## EXERCICES À FAIRE
- A) Selon l'entretien avec Pierre Alais, en quelle année est-il parti pour l'Inde ?
- B) Modifiez le passage de l'entretien avec Pierre Alais qui commence par "Entretien Nathalie Calmé" et finit par "ouvert à Alès.", en mettant "Nîmes" à la place de "Alès".
- C) Écrivez la suite de l'entretien avec Pierre Alais, juste après sa dernière phrase.

## EXTRAIT DE PAGE
**********
« Je respire, donc je suis »

Publié le 23 Avril 2020

 

Sources n°48

Février mars avril 2020

 

Entretien Nathalie Calmé avec Pierre Alais

 

Parti pour l'Inde en 1971, Pierre Alais séjourne une année à l'ashram de Swami Shivananda, à Rishikesh, pour y étudier et pratiquer le yoga et le vedanta. Quelques années plus tard, à Madras, il suit les cours de T.K.V. Desikachar, l’un des grands maîtres contemporains du hatha-yoga. Il enseigne depuis 1980 dans le Centre de Yoga qu’il a ouvert à Alès.

 

 

  • Dans votre livre « Le Souffle de Dieu » vous expliquez que nous pouvons voir le prânâyâma de deux façons, comme une « simple observation du Souffle ou comme un contrôle et une régulation du Souffle ». Et vous ajoutez : « Je pense qu’il vaut beaucoup mieux commencer par la simple observation du Souffle (...), je privilégie toujours l’aspect naturel et simple et laisse le plus souvent de côté son aspect exercice ». Pour quelle raison ?
**********
(Enregistrements d'un jeu de données d'annotation par points)
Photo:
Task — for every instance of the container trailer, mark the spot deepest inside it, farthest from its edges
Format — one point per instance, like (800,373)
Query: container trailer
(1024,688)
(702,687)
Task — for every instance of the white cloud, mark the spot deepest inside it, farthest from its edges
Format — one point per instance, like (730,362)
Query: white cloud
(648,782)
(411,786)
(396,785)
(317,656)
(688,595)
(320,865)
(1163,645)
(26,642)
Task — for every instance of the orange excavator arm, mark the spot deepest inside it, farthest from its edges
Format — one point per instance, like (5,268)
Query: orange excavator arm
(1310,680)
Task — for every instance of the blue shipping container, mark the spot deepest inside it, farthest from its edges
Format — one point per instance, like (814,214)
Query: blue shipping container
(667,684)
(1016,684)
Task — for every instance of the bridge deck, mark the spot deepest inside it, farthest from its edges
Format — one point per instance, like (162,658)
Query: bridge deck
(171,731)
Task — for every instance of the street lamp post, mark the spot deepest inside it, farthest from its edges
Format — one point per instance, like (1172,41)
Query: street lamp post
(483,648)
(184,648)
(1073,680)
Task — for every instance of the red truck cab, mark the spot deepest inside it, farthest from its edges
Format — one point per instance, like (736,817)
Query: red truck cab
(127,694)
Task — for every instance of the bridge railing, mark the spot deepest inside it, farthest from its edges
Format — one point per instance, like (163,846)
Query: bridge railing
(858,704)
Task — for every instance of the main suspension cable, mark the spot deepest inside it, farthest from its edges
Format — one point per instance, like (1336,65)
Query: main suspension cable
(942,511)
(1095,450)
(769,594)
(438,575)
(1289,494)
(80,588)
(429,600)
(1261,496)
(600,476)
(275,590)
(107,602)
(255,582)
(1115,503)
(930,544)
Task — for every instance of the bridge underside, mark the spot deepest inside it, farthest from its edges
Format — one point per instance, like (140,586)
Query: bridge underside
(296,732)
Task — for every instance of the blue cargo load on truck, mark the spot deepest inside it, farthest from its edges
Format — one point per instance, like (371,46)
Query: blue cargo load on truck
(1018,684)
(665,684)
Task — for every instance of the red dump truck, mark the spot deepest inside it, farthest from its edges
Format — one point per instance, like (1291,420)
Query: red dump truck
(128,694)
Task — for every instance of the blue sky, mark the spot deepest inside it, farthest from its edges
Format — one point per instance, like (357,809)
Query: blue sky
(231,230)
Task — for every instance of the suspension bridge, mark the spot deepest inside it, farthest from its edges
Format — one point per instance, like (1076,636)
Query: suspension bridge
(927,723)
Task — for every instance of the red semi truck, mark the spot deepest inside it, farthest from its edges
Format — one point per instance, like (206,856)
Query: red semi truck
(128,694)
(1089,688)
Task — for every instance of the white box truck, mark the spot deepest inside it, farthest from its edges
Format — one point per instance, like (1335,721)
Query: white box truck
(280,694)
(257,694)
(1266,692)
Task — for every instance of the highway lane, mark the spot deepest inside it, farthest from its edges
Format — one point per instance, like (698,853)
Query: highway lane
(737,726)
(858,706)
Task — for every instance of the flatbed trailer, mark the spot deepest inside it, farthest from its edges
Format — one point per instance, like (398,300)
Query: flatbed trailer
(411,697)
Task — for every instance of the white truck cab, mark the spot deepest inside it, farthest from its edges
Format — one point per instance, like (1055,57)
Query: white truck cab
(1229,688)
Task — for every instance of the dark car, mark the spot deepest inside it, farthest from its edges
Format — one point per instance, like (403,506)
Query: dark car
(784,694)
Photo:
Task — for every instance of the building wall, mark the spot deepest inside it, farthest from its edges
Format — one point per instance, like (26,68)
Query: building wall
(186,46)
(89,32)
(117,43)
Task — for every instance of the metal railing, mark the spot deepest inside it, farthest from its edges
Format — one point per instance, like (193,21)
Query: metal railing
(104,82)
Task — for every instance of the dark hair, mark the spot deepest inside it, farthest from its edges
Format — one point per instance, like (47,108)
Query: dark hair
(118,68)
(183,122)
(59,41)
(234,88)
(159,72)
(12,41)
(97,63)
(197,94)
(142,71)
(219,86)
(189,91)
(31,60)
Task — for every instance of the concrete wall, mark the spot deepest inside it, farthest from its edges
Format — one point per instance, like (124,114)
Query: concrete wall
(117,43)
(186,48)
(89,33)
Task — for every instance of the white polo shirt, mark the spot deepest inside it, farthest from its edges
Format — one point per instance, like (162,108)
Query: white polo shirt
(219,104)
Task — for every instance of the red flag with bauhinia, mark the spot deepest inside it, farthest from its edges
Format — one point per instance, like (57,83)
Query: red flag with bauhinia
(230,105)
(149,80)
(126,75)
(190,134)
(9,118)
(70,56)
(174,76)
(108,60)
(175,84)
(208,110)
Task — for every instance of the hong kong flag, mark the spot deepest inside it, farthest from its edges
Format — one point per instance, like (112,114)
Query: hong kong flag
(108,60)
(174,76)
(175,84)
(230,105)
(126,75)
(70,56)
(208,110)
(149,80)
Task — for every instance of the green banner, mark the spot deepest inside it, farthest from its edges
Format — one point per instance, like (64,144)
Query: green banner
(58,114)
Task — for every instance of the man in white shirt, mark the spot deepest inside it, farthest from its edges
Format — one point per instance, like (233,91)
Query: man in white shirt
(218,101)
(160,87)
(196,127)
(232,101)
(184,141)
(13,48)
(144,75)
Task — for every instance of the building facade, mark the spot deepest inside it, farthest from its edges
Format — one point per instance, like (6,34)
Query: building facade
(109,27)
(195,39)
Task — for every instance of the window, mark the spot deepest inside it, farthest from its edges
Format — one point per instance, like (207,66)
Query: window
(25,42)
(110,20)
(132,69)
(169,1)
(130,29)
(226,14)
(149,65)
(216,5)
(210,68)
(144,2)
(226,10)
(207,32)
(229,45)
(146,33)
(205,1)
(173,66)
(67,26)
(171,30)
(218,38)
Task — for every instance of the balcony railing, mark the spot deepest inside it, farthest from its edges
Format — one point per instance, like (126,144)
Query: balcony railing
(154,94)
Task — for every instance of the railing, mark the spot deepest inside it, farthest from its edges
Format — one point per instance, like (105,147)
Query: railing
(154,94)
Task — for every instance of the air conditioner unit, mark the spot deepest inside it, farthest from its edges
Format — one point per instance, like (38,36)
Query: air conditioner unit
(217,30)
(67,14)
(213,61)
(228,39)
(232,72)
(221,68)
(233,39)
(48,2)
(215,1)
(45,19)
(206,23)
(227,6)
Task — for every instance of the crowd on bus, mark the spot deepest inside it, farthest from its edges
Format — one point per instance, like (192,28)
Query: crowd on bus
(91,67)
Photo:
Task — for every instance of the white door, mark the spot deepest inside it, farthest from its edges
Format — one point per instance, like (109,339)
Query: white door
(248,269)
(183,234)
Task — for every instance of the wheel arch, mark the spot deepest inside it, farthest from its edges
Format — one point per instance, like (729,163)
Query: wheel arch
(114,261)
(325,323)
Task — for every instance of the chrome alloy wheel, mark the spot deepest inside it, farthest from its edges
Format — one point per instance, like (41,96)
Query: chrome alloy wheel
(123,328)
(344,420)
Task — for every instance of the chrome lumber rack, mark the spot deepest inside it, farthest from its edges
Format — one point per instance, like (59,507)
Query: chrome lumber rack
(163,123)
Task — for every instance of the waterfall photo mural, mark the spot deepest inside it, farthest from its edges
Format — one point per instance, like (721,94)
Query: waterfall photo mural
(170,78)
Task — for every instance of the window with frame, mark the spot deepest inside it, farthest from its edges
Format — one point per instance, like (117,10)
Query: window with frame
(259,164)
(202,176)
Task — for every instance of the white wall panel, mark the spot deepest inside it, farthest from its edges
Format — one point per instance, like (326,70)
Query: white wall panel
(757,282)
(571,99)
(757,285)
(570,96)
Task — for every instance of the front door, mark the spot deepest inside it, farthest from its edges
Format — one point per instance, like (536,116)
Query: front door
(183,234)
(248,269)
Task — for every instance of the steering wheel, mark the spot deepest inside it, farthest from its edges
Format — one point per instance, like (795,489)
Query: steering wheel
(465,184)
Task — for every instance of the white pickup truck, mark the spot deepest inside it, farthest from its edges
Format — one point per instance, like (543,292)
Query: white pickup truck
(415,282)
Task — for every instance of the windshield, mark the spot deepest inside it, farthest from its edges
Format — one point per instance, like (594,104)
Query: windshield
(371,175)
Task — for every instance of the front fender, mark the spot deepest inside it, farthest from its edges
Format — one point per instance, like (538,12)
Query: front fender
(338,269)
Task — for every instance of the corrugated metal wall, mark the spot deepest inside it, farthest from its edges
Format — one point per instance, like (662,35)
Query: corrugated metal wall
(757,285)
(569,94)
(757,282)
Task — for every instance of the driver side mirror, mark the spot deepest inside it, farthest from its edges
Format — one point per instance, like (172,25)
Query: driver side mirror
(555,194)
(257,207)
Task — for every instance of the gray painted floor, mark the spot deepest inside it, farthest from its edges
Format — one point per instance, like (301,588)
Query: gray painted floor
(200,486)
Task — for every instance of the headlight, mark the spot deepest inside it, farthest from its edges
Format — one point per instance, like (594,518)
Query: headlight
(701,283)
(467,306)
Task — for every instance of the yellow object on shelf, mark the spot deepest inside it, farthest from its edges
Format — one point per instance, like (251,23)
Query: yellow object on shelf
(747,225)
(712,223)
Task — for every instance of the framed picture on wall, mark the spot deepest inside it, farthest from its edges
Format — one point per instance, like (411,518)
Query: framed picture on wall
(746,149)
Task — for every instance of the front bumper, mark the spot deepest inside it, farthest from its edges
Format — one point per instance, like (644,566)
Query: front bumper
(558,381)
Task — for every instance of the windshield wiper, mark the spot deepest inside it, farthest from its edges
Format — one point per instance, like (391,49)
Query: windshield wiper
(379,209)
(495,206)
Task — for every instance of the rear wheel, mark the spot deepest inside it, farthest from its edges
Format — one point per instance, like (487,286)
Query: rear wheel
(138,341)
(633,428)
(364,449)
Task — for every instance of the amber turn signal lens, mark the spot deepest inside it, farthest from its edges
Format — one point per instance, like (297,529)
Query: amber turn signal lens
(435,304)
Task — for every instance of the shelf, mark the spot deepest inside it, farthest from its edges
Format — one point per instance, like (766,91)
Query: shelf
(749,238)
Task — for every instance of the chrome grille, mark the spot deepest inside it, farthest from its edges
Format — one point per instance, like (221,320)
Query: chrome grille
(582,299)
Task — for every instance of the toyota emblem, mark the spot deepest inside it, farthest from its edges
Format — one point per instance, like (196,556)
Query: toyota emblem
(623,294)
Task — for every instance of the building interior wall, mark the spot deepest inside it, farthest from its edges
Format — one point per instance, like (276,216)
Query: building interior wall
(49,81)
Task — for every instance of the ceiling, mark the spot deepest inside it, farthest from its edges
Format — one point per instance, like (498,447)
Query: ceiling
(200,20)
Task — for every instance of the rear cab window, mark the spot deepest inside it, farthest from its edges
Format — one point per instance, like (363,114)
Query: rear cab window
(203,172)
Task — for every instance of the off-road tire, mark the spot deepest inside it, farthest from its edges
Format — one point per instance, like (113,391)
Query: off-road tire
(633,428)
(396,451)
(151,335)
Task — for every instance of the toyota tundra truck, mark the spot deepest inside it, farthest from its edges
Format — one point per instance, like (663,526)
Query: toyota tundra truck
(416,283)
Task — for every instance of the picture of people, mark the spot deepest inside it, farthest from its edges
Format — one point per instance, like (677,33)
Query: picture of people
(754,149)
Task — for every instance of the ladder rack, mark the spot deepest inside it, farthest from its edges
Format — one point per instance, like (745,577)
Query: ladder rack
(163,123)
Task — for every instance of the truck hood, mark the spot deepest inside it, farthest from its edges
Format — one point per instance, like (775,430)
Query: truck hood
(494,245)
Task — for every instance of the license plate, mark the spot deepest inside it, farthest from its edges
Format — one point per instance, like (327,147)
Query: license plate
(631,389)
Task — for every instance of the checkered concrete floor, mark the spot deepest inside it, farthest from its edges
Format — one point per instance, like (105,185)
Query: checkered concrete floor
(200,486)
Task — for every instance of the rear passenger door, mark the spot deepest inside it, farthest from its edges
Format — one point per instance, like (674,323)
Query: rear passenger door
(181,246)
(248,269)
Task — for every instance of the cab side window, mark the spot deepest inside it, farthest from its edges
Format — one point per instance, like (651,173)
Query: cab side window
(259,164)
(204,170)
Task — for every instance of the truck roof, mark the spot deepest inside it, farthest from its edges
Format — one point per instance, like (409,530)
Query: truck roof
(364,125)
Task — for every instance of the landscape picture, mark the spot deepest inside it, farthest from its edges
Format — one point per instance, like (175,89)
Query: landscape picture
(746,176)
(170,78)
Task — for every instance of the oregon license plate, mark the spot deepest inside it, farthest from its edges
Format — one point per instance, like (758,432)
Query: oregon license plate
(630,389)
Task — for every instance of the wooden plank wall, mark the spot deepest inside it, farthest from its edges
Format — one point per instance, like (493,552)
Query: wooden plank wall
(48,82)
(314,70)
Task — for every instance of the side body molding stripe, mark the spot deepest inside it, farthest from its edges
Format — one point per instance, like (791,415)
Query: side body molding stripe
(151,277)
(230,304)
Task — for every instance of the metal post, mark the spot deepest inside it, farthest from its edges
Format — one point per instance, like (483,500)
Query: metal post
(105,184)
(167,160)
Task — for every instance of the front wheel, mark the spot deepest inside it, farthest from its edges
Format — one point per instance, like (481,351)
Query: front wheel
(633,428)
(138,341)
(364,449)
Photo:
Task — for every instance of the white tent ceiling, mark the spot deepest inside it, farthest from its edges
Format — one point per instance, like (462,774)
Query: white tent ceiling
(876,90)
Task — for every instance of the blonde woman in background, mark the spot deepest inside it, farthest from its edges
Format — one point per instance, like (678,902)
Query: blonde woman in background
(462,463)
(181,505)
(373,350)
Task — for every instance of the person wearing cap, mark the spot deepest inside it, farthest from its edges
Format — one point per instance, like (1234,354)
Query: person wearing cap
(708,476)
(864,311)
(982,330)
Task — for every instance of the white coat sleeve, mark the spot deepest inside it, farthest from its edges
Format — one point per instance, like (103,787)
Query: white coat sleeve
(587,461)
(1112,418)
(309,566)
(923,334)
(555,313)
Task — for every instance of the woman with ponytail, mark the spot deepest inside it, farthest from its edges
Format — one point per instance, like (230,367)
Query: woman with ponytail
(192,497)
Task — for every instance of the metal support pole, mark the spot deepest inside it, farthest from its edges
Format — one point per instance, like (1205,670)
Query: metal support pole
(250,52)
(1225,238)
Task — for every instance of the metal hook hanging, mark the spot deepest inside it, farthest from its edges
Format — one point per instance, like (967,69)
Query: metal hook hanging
**********
## RÉPONSES RÉDIGÉES
- A) En 1971.

- B)
Entretien Nathalie Calmé avec Pierre Alais

 

Parti pour l'Inde en 1971, Pierre Alais séjourne une année à l'ashram de Swami Shivananda, à Rishikesh, pour y étudier et pratiquer le yoga et le vedanta. Quelques années plus tard, à Madras, il suit les cours de T.K.V. Desikachar, l’un des grands maîtres contemporains du hatha-yoga. Il enseigne depuis 1980 dans le Centre de Yoga qu’il a ouvert à Nîmes.

- C)
 

Le souffle est notre patrimoine le plus intime, notre nature véritable. Il est ce qui nous reste de plus naturel dans ce monde culturel. Dans la pratique du yoga, je pense qu’il est important d’avoir une relation progressive avec notre souffle... Je préfère inviter mes élèves à aller vers le souffle naturel, sans le contrôler, mais à le voir, l’apprécier. Une fois assis confortablement, dos droit, on observe le souffle comme on observerait la nature autour de nous. Le souffle est libre du mental, comme est libre l’air inspiré et expiré. Il faut d’abord prendre conscience de ce souffle naturel, parfait, car le souffle est sattvique, en conformité avec l’Être. Décrivant le «prânâyâma suprême», le professeur de yoga T.K.V. Desikachar nous disait que si les techniques sont nécessaires, elles ne sont là que pour apprendre à être avec le souffle, ce qui est à la fois simple et difficile.

 

 

  • Dans ce même esprit, T.K.V. Desikachar disait qu’il fallait préférer non pas des pratiques qui consistent à faire plein de mouvements, mais un mouvement plein. Quel est le rôle du souffle dans un mouvement plein ?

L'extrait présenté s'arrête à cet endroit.